:: SELECTED PASSAGE ::
Isic FISCHER

1907-1992 | Naissance: | Arrestation: | Résidence:

Isic FISCHER

This biography was researched and written by a group of 11th grade students majoring in Organization of Freight Transportation at the Arcisse de Caumont high school in Bayeux, in the Calvados department of France, as part of their preparations for a field trip to the Auschwitz concentration camp.

Source: Victims of Contemporary Conflicts Archives Division of the Ministry of Defense Historical Service, in Caen, file on FISCHER_Isidore_21P646070

Isic’s life before the war

Isic Fischer was born on April 10, 1907 in Sarograd, in Romania. He moved to France in 1927, where he studied medicine at the University of Strasbourg until 1929, followed by the University of Lyon until 1933. On October 1, 1934, the Rhône prefecture officially declared him a Doctor of Medicine.

We have little information about Isic’s life leading up to the war, but in 1936 (and possibly earlier), he was living at 7, rue de l’Université in the 7th district of Lyon, in the Rhône department of France, together with his wife Clara, née Dermer, who was born on June 23, 1911 in Targu-Frumos, in Romania. He also worked as a physician at and had his doctor’s office at this address.

On September 3, 1935, Isic applied to be naturalized as a French citizen, but his request was put on hold. He reapplied on May 9, 1940, but again, to no avail. At that time, therefore, he was still a Romanian citizen.

1936 census listing for rue de l’Université in Lyon (Rhône department)

Source: Rhône departmental archives, online

The outbreak of war

Isic volunteered to join the French army on March 2, 1940, and was assigned as an auxiliary physician to the Compagnie Muletière (Muleteer Company) 173-17.

The muleteer companies used pack animals, mainly mules, to transport equipment and supplies to the troops. In 1940, they were part of the Train Corps and were stationed mainly in mountainous areas, where they transported goods without which many operations could not have been carried out.

:: SOURCE MATERIAL ::
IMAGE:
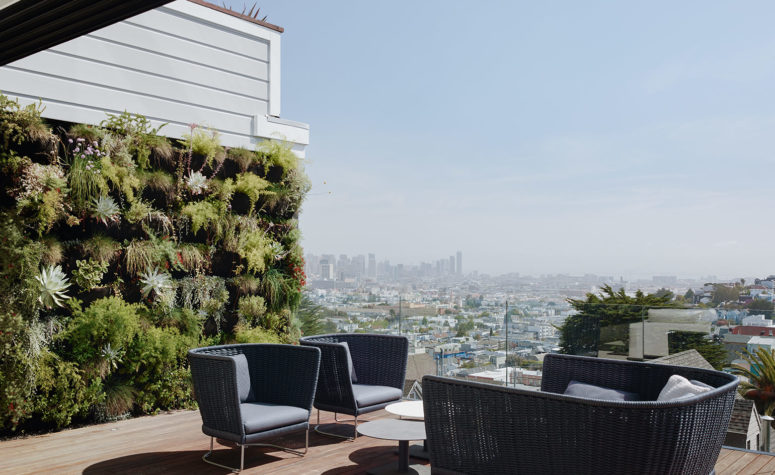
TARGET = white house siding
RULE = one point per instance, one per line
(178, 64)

* * *

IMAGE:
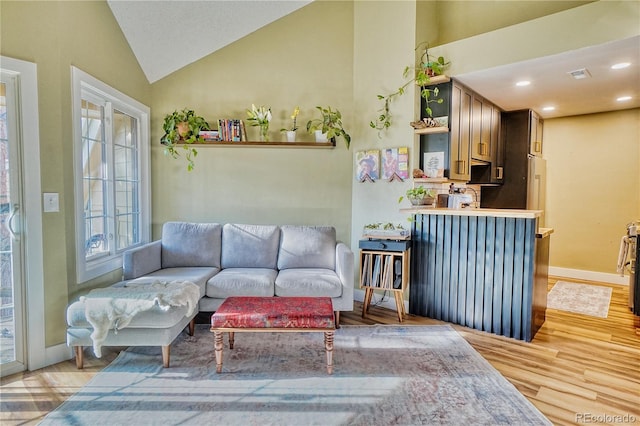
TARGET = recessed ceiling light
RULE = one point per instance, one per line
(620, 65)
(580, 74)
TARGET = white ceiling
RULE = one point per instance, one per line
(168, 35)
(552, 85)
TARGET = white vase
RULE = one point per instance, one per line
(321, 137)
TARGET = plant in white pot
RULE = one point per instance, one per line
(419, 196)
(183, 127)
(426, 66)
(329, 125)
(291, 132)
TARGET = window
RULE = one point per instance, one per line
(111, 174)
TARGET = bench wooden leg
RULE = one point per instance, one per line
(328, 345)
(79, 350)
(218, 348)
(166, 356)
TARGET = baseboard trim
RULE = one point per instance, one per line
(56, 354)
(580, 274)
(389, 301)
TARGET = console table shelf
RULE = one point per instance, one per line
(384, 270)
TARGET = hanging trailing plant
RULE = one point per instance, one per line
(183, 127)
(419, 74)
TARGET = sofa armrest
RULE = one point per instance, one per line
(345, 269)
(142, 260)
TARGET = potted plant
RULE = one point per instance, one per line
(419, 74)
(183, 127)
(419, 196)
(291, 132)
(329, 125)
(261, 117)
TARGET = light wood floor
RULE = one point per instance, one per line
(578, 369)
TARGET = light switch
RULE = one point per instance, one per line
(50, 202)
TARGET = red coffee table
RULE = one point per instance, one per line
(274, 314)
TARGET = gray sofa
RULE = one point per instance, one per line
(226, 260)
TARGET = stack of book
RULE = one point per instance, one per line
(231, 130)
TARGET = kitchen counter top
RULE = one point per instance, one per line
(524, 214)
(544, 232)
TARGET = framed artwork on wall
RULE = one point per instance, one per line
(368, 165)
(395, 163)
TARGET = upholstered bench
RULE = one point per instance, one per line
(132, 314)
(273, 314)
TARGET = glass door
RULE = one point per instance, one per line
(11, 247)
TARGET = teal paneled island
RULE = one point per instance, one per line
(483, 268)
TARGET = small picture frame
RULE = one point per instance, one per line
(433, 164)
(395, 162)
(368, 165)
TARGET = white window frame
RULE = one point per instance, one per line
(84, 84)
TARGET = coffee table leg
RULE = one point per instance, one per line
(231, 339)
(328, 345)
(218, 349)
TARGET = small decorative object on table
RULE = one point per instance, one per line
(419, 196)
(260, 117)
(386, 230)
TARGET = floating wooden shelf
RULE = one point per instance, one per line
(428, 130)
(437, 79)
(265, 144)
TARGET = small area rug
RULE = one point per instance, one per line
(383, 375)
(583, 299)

:: TASK INSTRUCTIONS ::
1. Answer these questions from the Isic Fischer biography.
(a) On what date and in what town was Isic Fischer born?
(b) On what date did he volunteer to join the French army?
(c) Which pack animals did the muleteer companies mainly use?
2. In the Isic Fischer biography, turn the paragraph beginning "Isic Fischer was born on April 10, 1907" into a short list that keeps its main facts.
The items have no role in any of this work.

:: SOLVED TASKS ::
1.
(a) April 10, 1907, in Sarograd, Romania.
(b) March 2, 1940.
(c) Mules.

2.
- Born April 10, 1907, in Sarograd, Romania
- Moved to France in 1927
- Studied medicine at the University of Strasbourg until 1929, then at the University of Lyon until 1933
- Declared a Doctor of Medicine by the Rhône prefecture on October 1, 1934